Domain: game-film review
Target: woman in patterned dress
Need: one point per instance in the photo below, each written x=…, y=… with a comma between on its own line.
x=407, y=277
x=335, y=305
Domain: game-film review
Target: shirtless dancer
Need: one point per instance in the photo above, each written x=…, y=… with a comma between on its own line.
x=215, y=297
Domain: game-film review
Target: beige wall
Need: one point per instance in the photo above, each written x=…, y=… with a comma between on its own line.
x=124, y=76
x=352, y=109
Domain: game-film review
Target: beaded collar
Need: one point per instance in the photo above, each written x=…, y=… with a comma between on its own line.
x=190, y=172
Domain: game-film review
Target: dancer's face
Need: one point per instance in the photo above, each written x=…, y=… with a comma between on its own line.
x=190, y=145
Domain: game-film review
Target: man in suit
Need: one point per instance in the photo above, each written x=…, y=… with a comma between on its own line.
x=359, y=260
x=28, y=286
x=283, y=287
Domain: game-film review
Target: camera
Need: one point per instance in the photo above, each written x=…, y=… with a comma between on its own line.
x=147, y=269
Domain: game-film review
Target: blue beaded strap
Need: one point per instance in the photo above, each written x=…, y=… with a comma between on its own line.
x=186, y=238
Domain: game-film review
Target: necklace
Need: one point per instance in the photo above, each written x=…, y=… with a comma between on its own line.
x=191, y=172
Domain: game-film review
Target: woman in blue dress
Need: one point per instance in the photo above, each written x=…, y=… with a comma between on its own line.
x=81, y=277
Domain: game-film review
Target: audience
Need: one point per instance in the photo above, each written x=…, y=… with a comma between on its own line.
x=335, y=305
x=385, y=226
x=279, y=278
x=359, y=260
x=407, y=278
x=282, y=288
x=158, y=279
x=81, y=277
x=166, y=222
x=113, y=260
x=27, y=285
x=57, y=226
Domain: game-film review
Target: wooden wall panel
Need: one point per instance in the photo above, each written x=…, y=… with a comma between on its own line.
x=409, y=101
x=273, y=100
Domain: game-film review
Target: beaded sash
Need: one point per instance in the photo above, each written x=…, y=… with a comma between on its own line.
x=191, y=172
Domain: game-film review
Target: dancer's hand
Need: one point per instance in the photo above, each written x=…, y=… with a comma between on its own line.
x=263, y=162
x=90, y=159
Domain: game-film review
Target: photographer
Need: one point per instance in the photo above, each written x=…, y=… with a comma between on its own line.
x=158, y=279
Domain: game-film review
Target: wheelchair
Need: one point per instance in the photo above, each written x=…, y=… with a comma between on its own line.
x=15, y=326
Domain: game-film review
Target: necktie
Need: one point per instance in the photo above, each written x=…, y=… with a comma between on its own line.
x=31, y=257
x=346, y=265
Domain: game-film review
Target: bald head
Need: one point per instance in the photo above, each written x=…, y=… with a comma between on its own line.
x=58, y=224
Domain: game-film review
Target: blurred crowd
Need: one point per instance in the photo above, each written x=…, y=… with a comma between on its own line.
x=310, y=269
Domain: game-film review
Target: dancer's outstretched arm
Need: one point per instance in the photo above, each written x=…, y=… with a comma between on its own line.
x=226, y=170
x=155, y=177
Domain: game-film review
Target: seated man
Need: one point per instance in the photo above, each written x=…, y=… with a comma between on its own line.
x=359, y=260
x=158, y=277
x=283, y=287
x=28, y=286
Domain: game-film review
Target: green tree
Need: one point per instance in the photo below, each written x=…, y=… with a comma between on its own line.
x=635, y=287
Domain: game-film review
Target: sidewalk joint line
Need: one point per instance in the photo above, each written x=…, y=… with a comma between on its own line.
══════════════════════════════
> [What you should do]: Your answer should consist of all lines above that include the string "wall".

> [Problem solution]:
Target: beige wall
Target: wooden wall panel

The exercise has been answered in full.